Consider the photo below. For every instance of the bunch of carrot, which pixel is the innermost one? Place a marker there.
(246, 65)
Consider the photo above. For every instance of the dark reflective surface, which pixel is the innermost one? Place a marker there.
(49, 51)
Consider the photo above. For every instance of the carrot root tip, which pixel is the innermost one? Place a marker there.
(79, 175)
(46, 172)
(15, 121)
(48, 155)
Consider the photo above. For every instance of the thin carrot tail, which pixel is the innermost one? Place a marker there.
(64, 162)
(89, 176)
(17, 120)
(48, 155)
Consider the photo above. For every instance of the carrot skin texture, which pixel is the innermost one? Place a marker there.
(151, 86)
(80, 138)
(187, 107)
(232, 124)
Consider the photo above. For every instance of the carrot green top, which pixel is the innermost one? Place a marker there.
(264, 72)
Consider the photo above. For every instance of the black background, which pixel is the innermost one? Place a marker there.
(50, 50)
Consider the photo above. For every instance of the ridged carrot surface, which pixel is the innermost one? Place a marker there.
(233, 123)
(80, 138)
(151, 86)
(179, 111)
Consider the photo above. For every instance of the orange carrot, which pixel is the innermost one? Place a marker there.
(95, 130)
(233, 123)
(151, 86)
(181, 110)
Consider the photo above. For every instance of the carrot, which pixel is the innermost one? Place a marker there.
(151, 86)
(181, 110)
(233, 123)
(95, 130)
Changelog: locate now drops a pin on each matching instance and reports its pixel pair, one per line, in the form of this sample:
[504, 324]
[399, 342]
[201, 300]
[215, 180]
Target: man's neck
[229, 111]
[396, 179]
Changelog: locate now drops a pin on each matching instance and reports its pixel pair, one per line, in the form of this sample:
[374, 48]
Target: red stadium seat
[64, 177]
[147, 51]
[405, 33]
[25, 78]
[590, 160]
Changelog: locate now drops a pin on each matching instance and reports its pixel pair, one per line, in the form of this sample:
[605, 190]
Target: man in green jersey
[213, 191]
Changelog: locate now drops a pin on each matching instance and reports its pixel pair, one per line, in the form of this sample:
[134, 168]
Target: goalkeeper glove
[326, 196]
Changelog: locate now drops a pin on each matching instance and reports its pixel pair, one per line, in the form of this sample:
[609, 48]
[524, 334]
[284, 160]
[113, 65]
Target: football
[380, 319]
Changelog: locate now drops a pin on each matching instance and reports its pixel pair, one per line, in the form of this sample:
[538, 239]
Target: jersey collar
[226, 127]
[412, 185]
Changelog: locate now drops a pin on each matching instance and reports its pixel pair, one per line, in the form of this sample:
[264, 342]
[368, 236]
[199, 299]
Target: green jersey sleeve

## TASK DETAILS
Each of the entries must be set down again exactly.

## YOUR RESPONSE
Consider the photo below. For every instance of the bunch of carrot, which pixel is the innermost one? Place a marker there.
(246, 65)
Consider the photo above. For every instance of the dark reflective surface, which pixel is the innermost one? Place a marker there.
(49, 51)
Consider the photo above. For every instance of the carrot root tip, which pixel is the innermost one? Place a marker there.
(79, 175)
(46, 172)
(15, 121)
(48, 155)
Consider the photo above. For every instance of the thin carrot tail, which pixel is the innermost one? Place a marker there.
(64, 162)
(89, 176)
(17, 120)
(48, 155)
Consider the photo above. For every instance of the carrot skin texture, which pixel is the innermost one? Place a marker there.
(151, 86)
(80, 138)
(187, 107)
(232, 124)
Consider the photo above. For every instance of the carrot green top, which pixel is the innermost one? Place a marker there.
(264, 72)
Consider the photo above. For every instance of the black background, which pixel is the innermost one? Place a marker there.
(50, 50)
Consider the photo above. For every instance of the ridged carrot surface, which pixel is the innermost one? Place a marker there.
(233, 123)
(80, 138)
(151, 86)
(179, 111)
Consider the photo above. For every instance of the orange carrot, which pixel is the innermost one? Place a marker there.
(95, 130)
(233, 123)
(151, 86)
(181, 110)
Consider the photo above. For every instance of the carrot, which pixel is the innermost one? Place a marker there.
(151, 86)
(181, 110)
(233, 123)
(95, 130)
Changelog: locate now drops a pin on each matching instance and reports its pixel pair, one per line, in the form of this sample:
[504, 324]
[399, 342]
[201, 300]
[215, 180]
Target: man's neck
[229, 111]
[396, 179]
Changelog: locate now drops a pin on each matching instance and reports its pixel pair, one per line, in the form of this sample:
[374, 48]
Target: red stadium seat
[64, 177]
[147, 51]
[405, 33]
[25, 78]
[590, 160]
Changelog: locate now drops a pin on each matching instance and reports its pixel pair, one per line, in the form of this sample:
[605, 190]
Target: man in green jersey
[213, 191]
Changelog: locate now drops a pin on each matching instance and reports its pixel pair, one per line, in the form of this sample:
[134, 168]
Target: goalkeeper glove
[326, 196]
Changelog: locate now drops a pin on each matching instance and reports its pixel pair, one per line, in the form of this sample:
[609, 48]
[524, 334]
[284, 160]
[113, 65]
Target: football
[380, 319]
Changelog: locate now drops a pin on each matching instance and reports its pixel pair, one per line, in the form of this sample:
[538, 239]
Target: jersey collar
[226, 127]
[412, 185]
Changelog: locate now drops a pin on each matching instance and reports its pixel pair, one per line, in the form of this sample:
[264, 342]
[368, 236]
[199, 299]
Target: green jersey sleeve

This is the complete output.